** BEGIN Records provided **

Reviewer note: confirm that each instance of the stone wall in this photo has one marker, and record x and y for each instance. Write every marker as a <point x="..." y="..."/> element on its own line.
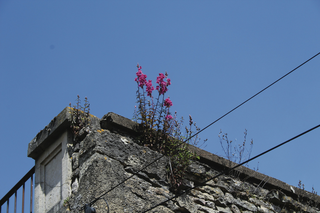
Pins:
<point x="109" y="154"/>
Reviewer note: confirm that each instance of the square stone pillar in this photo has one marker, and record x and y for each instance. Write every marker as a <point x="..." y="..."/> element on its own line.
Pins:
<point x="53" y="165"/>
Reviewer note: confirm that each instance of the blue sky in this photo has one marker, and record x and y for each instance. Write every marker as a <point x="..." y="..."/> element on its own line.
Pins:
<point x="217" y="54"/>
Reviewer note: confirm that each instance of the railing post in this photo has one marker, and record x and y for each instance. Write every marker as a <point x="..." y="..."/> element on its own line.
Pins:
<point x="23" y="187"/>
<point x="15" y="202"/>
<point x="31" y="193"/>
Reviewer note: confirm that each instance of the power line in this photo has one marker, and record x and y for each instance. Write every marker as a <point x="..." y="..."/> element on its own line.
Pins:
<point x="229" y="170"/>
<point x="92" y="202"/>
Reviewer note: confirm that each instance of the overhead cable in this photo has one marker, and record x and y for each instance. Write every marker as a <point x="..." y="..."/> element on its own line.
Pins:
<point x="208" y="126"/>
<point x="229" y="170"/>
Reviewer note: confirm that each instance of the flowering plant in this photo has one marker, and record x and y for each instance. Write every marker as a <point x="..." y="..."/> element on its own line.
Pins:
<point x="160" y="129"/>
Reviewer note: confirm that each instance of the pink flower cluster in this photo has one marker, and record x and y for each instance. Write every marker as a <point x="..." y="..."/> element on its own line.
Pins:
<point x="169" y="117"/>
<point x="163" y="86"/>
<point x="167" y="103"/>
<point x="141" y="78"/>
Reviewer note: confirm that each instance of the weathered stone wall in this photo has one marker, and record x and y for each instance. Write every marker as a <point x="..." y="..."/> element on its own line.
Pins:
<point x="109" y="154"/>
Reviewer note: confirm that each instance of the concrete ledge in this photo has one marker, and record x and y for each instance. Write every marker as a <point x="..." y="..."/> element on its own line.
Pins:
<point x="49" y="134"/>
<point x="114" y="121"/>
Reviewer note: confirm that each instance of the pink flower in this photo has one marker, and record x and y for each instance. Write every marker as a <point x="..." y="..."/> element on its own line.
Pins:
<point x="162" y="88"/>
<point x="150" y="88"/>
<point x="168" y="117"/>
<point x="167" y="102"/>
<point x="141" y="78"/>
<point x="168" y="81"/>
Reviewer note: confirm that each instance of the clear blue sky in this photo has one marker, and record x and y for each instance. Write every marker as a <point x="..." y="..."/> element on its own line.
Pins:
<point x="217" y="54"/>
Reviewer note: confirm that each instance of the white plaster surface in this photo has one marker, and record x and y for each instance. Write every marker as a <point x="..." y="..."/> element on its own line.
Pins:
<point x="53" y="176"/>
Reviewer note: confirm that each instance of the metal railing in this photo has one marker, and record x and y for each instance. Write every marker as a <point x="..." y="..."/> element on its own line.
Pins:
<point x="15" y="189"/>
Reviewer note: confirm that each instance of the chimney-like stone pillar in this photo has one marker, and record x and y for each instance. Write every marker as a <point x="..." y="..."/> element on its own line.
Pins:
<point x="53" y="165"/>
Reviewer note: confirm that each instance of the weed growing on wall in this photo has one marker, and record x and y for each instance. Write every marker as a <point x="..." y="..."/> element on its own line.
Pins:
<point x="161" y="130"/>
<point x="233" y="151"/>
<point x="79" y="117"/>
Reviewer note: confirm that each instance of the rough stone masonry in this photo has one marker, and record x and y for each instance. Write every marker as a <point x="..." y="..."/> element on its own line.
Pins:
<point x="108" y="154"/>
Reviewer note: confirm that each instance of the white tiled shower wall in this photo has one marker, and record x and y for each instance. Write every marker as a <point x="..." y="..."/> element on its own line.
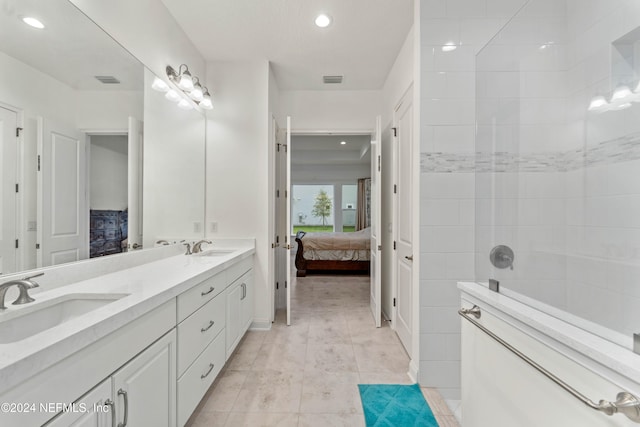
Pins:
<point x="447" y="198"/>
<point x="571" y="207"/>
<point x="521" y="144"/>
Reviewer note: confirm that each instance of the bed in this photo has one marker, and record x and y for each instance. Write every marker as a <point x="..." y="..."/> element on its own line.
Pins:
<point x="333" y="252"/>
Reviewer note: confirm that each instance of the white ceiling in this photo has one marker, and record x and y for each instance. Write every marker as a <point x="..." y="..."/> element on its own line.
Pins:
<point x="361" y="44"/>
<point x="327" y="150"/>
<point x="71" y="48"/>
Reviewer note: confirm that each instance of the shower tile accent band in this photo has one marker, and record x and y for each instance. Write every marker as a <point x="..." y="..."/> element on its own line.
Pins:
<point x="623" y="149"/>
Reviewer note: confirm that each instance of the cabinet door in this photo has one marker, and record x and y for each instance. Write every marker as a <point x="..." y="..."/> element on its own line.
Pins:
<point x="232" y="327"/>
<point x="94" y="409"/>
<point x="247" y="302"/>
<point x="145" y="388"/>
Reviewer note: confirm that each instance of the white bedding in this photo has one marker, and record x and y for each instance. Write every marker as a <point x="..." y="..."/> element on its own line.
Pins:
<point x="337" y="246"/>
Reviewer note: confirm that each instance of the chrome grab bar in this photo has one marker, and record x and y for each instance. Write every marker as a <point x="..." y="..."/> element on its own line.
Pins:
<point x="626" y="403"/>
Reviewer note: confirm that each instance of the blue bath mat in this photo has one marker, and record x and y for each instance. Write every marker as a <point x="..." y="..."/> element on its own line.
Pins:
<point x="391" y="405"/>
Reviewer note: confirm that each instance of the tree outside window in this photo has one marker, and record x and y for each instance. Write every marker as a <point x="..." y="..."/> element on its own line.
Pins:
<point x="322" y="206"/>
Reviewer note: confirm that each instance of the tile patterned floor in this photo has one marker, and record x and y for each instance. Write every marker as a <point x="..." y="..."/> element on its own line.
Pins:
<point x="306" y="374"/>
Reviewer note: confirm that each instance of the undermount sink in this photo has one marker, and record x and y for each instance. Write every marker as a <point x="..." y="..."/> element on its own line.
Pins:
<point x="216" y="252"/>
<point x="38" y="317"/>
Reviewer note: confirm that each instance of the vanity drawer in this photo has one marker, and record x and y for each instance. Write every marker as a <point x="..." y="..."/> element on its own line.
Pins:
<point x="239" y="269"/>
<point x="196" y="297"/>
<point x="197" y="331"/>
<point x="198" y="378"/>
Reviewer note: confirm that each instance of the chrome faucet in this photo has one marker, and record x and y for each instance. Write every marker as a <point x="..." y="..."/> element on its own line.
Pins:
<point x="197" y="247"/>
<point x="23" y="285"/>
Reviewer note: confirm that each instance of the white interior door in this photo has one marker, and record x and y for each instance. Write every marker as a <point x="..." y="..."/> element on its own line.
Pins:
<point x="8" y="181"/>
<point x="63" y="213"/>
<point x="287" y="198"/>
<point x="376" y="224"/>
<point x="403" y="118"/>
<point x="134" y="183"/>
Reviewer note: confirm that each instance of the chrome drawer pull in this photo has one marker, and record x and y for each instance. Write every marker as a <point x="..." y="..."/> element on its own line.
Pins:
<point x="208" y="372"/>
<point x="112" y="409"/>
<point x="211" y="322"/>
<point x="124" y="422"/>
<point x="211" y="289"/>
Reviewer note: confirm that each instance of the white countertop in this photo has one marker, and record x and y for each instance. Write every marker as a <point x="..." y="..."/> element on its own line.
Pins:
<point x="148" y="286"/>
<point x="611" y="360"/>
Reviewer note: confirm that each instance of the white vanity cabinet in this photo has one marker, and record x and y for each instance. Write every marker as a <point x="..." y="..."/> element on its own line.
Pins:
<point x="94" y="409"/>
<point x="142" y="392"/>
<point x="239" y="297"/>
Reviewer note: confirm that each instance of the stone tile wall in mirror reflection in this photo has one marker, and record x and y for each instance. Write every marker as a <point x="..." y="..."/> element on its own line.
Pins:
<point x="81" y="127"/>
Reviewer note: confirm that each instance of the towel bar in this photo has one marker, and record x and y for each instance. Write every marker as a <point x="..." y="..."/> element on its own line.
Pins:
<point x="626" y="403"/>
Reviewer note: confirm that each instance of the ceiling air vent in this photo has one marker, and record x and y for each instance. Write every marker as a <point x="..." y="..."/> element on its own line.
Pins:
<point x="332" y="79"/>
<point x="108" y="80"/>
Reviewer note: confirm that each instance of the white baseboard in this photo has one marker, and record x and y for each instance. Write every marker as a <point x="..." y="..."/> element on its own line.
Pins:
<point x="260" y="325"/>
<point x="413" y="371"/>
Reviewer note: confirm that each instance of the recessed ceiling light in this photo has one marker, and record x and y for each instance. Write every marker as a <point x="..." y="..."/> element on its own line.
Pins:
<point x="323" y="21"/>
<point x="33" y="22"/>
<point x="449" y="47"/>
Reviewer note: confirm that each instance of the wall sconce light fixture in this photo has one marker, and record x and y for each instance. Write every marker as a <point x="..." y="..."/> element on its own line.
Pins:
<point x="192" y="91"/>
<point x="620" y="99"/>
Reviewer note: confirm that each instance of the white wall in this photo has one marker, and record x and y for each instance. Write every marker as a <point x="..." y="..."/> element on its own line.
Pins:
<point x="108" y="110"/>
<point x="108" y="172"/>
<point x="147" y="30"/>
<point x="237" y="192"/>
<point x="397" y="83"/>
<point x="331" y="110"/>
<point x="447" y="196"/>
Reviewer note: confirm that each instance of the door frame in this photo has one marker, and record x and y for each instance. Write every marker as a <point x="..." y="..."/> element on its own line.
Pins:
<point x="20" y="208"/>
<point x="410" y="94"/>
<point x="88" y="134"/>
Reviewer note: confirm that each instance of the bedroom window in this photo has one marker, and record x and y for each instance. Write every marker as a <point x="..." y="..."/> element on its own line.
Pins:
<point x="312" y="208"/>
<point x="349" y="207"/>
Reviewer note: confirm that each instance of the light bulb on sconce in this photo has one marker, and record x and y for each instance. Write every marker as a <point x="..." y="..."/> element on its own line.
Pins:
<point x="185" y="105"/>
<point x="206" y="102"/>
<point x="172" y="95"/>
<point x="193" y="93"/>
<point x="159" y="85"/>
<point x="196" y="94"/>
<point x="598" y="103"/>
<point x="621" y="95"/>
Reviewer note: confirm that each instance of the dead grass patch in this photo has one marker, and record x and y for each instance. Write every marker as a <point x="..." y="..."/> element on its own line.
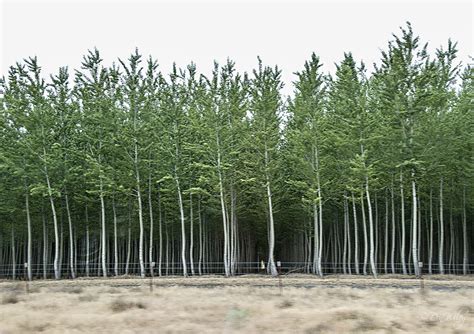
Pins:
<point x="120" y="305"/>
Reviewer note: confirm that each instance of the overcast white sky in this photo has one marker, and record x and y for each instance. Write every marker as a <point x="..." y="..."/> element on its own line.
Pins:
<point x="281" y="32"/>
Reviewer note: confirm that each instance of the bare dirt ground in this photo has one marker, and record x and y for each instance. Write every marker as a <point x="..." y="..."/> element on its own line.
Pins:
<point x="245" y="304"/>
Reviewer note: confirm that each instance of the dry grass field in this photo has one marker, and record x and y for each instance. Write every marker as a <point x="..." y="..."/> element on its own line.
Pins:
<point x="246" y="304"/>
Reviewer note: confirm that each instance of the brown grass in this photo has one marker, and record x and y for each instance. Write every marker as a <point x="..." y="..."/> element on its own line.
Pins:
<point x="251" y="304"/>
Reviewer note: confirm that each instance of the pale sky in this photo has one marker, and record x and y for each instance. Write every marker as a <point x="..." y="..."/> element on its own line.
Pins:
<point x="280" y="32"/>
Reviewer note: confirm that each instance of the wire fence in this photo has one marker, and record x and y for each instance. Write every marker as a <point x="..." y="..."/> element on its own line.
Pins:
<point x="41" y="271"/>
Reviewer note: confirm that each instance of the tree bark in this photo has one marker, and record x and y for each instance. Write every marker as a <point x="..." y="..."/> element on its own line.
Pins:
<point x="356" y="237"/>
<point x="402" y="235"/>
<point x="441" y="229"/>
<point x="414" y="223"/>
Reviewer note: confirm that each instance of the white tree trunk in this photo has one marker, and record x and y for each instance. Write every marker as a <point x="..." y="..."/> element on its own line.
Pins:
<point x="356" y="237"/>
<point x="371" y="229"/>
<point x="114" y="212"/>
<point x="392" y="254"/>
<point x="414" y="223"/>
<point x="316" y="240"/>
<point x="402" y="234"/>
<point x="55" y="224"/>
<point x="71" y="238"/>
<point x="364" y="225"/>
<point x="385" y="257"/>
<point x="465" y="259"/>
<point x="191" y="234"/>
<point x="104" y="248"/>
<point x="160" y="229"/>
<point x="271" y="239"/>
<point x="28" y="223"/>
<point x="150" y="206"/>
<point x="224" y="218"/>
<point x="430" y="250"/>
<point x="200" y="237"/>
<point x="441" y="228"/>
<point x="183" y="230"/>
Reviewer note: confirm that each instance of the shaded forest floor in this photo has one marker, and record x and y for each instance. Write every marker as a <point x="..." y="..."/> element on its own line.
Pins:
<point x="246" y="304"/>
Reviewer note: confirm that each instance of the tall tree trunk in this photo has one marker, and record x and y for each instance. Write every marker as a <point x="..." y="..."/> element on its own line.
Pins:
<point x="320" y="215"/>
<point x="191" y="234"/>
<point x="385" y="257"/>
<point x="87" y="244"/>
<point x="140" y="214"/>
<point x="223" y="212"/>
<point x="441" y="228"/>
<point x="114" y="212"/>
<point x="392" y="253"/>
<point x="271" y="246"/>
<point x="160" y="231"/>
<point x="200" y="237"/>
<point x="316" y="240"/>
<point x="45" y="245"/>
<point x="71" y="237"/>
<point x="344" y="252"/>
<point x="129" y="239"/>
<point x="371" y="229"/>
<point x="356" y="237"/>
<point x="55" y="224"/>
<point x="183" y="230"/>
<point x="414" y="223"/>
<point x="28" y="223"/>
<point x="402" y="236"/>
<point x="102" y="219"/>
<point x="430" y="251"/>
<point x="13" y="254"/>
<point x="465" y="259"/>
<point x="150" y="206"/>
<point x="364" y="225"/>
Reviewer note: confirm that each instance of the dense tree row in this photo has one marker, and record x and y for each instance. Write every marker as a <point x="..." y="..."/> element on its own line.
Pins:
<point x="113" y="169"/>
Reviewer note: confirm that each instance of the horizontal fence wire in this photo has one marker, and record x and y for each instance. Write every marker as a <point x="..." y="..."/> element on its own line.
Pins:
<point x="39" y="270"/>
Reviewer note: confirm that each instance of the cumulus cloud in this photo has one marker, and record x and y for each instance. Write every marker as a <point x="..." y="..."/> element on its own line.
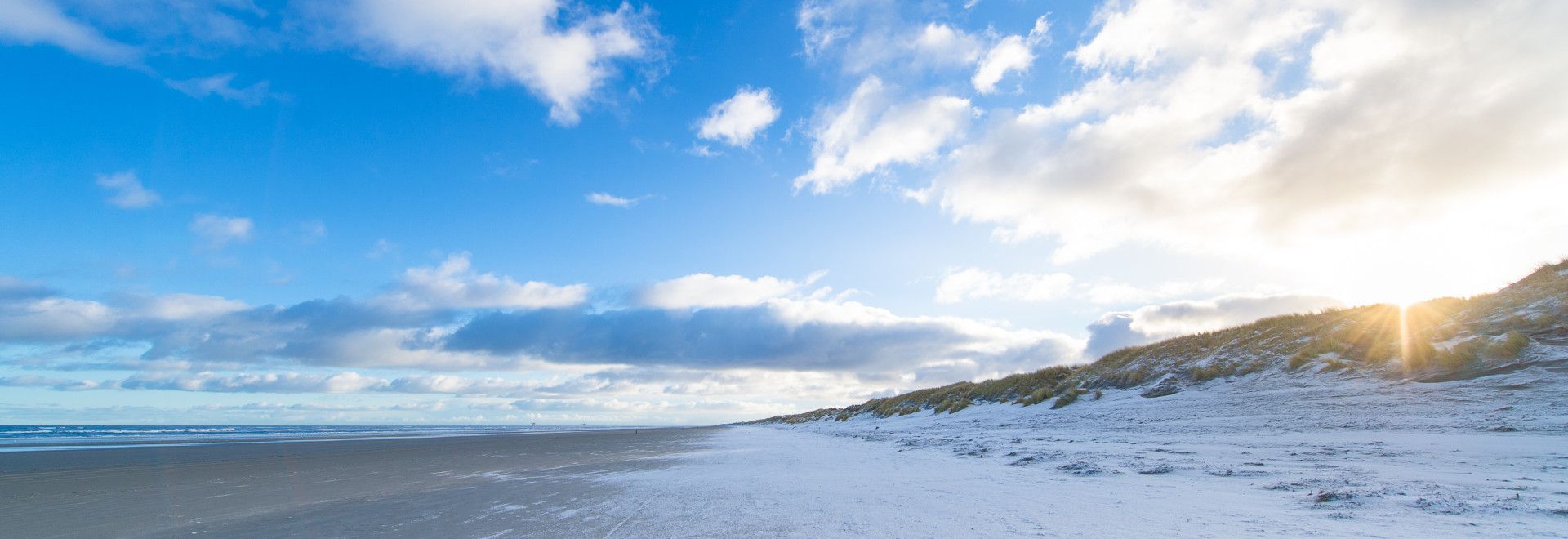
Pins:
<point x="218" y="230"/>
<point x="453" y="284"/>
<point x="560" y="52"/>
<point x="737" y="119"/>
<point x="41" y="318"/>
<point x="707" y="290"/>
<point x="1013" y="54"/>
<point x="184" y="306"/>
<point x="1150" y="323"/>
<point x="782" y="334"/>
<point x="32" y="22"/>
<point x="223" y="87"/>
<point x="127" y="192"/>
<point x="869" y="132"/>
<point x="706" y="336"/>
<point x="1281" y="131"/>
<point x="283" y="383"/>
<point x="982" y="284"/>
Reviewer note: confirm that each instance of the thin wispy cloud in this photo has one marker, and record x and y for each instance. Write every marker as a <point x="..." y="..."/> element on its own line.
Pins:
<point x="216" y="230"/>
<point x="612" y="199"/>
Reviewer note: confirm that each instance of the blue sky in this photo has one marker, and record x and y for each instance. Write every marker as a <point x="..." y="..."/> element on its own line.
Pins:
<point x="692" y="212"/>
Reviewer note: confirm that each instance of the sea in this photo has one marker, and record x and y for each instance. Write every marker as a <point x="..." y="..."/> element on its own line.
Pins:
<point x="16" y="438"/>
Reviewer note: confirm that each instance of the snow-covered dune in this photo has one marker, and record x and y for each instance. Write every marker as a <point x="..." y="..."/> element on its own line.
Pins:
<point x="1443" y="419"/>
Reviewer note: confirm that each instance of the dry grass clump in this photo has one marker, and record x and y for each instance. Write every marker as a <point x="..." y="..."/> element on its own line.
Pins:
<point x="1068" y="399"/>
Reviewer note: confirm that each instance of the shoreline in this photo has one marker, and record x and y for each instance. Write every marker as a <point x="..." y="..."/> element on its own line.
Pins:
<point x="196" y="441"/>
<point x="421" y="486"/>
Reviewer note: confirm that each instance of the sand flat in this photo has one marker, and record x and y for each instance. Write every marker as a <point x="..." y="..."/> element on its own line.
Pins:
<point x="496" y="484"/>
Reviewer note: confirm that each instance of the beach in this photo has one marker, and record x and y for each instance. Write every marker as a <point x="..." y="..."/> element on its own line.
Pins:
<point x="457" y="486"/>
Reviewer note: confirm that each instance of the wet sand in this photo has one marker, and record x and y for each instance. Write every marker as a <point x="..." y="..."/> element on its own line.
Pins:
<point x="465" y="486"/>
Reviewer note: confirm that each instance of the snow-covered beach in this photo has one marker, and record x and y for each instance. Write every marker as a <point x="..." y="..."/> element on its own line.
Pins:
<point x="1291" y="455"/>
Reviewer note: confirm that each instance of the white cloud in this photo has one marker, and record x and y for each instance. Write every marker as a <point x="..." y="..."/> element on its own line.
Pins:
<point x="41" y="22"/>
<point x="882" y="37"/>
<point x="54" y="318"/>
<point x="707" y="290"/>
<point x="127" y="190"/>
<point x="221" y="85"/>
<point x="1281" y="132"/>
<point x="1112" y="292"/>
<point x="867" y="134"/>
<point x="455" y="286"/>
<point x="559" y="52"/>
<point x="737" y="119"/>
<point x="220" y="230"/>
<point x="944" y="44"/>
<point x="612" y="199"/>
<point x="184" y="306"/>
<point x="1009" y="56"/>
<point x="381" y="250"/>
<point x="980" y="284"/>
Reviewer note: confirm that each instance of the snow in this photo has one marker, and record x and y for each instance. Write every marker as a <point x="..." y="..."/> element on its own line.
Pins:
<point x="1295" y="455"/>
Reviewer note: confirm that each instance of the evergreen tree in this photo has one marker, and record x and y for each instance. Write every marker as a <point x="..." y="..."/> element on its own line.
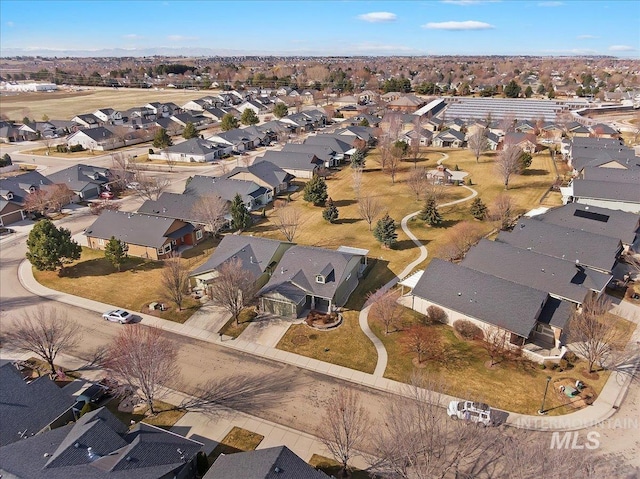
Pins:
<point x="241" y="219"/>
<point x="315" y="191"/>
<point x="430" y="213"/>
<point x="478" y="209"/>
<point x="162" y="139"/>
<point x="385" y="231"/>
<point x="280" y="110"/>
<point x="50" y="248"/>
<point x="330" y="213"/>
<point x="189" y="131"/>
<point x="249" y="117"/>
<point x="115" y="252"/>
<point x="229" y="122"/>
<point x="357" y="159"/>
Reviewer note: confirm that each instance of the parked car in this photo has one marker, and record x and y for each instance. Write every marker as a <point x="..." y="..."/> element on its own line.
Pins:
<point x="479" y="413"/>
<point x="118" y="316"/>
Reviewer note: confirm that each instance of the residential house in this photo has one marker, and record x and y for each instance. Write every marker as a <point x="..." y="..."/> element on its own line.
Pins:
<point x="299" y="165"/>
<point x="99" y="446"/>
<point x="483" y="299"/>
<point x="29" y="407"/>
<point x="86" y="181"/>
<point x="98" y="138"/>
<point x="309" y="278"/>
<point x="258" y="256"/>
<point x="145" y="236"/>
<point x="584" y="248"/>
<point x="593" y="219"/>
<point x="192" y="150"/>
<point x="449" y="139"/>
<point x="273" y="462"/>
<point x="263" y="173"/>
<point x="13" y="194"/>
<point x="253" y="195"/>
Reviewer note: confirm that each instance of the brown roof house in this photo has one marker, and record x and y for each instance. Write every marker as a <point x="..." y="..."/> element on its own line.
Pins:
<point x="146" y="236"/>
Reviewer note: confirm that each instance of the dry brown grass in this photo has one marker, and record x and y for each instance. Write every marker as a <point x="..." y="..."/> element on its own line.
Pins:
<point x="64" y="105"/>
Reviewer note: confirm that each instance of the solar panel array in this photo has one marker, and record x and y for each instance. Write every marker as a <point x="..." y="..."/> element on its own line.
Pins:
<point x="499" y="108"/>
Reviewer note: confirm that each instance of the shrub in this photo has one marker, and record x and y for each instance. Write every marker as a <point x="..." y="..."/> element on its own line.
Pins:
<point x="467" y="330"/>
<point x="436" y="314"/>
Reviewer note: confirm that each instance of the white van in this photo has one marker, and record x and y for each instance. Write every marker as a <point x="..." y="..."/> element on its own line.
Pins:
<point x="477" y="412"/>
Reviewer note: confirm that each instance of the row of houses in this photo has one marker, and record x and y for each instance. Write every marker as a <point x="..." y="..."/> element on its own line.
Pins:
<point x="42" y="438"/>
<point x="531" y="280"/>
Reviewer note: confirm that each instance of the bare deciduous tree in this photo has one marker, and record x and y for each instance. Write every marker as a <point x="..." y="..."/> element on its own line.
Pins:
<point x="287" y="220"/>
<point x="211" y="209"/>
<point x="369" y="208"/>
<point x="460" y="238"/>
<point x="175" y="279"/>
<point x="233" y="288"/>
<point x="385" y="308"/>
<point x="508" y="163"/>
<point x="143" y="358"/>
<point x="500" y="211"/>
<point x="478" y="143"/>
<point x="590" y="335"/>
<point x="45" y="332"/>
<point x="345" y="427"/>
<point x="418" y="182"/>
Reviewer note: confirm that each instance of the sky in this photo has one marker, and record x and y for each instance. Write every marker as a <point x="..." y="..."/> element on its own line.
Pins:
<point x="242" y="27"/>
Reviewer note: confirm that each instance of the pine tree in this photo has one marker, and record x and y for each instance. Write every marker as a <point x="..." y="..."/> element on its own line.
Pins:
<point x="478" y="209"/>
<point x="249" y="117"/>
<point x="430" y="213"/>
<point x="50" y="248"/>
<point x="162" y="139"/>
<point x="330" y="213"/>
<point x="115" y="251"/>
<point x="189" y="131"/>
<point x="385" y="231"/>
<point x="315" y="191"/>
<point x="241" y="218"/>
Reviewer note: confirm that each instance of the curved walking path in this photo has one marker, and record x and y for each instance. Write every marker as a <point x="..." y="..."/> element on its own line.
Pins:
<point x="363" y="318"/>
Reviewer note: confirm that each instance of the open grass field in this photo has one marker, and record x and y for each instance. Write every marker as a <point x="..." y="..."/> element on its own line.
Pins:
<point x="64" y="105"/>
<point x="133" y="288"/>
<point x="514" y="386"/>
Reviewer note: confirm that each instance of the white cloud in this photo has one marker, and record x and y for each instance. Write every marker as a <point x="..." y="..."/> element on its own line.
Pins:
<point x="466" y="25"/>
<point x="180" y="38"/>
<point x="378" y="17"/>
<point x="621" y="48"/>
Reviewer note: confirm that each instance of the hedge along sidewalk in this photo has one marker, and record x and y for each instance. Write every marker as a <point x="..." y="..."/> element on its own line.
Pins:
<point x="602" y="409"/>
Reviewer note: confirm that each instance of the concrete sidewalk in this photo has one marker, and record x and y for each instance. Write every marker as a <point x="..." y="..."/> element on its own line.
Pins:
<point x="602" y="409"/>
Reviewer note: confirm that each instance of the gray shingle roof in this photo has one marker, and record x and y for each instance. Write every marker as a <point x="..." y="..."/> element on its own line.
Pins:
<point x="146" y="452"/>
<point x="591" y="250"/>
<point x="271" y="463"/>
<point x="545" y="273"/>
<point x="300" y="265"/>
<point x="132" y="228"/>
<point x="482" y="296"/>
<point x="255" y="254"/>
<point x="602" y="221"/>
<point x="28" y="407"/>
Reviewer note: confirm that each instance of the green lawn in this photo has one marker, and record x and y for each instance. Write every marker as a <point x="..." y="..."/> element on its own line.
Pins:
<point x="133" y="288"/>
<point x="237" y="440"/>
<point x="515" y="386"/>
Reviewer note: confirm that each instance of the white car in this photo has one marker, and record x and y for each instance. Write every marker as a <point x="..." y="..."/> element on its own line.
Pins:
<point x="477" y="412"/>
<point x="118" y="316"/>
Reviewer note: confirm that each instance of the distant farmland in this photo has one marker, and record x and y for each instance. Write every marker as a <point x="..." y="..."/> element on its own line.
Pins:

** END Records provided **

Return exactly the lines from the line bearing "Reviewer note: confirm that each instance of the green" to the end of the records, inclusive of both; include no other lines.

Reviewer note: confirm that each instance of the green lawn in this photo has one marker, and record x and y for each instance. Write every marker as a <point x="..." y="..."/> element on its own line.
Pins:
<point x="133" y="288"/>
<point x="237" y="440"/>
<point x="515" y="386"/>
Reviewer note: confirm that each instance of the white car in this photo has one marker, and record x and y for each instance. Write every marker as a <point x="..." y="..."/> element on its own line.
Pins:
<point x="477" y="412"/>
<point x="118" y="316"/>
Reviewer note: confirm that each instance of the distant farmland in this photo has one marker, and record x and y for each instance. Write every marker as a <point x="..." y="..."/> element on its own line.
Pins:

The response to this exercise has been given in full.